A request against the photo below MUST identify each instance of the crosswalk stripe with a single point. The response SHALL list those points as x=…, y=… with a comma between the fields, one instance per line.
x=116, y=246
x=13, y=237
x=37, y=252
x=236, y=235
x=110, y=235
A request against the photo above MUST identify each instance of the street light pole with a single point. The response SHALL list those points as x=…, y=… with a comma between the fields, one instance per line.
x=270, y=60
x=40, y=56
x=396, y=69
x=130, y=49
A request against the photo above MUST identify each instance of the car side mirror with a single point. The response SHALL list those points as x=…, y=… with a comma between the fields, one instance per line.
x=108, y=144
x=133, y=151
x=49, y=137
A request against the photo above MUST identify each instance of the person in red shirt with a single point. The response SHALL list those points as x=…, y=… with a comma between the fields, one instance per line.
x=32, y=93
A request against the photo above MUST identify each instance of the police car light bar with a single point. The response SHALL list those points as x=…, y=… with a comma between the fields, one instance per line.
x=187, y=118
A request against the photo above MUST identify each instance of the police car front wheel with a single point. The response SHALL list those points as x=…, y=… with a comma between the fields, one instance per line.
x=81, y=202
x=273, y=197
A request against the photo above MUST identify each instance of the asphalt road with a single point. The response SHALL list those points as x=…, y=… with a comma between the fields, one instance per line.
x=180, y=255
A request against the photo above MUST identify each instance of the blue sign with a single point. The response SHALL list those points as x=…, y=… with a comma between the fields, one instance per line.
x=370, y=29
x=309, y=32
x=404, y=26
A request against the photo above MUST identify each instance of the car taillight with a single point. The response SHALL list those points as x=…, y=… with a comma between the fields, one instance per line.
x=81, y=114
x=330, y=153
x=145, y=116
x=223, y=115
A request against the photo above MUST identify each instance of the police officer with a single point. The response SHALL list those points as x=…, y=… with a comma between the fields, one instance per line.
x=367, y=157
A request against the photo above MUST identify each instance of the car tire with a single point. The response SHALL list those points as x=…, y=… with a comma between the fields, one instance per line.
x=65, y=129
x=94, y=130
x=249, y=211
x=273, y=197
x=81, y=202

--

*ABOUT THIS EXERCISE*:
Output the line that contains "of the asphalt", followed by every later line in the listing, with no line omitted and none added.

*ANSWER AREA*:
A request against the photo above MUST identify each instance of the asphalt road with a single point. The response SHALL list those points as x=…, y=… with a comma between the fields, one instance per line.
x=180, y=255
A request against the photo above MUST identify each instance of the blue sign with a single point. The response SHALL list those points as x=…, y=… with a comma between the fields, one instance per line.
x=370, y=29
x=309, y=32
x=404, y=26
A request against the photo above MUST identify each instance of the car taillight with a single point. The response SHALL list those points as x=…, y=… with a comma between the fields, one instance per line.
x=81, y=114
x=330, y=153
x=145, y=116
x=223, y=115
A request against the photo above MUST identify each instance of the police officer with a single point. The response SHALL list those points as x=…, y=… with a comma between the fields, one instance per line.
x=367, y=157
A request against the photo above MUST identify each instance of the car tire with a single point. The response SHALL list those points as x=…, y=… with a comma between the fields, one instance per line.
x=65, y=129
x=94, y=130
x=249, y=211
x=273, y=197
x=81, y=202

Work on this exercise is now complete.